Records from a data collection
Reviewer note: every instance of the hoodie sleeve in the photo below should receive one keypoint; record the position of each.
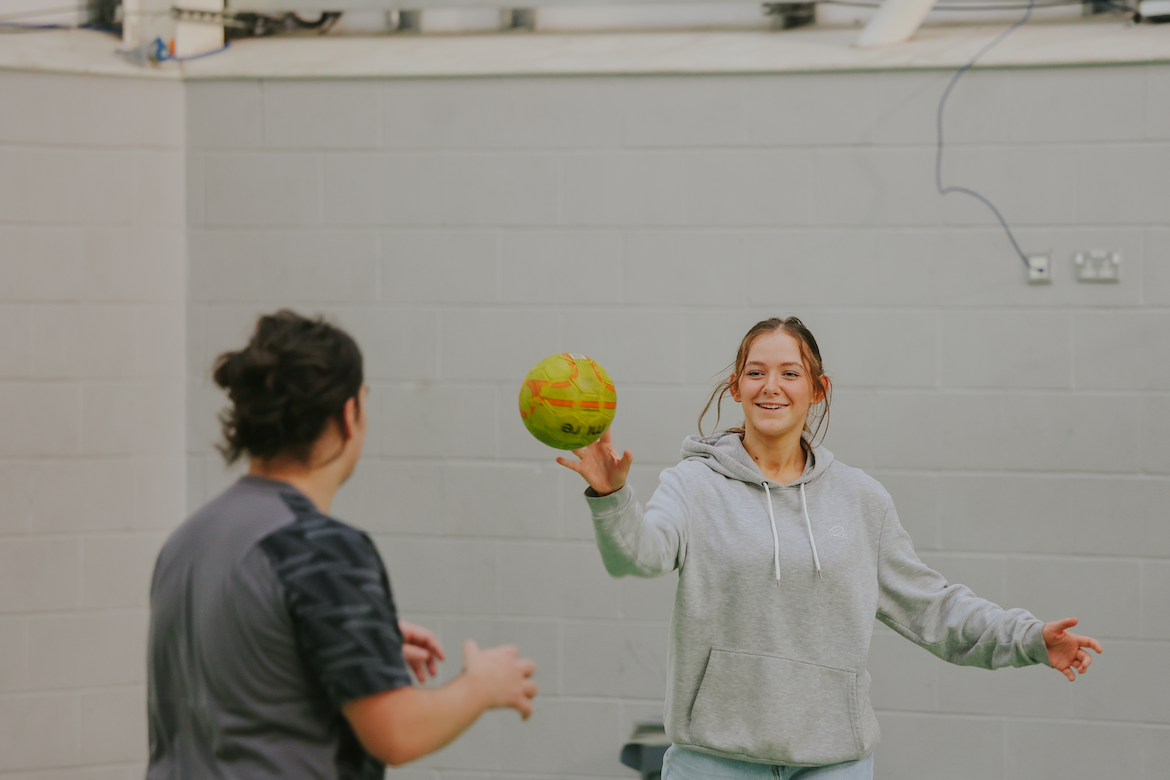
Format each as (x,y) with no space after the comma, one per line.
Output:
(645,543)
(949,620)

▶ _Work required_: Please repeat each record above precisely, with the pictures left out.

▶ _Worked solution_:
Reviewer note: every instance of the hoodie sleeve in the photo below should receive one keypoint; record the position of each.
Format each as (x,y) with no space after the comma, one per line.
Output:
(645,543)
(949,620)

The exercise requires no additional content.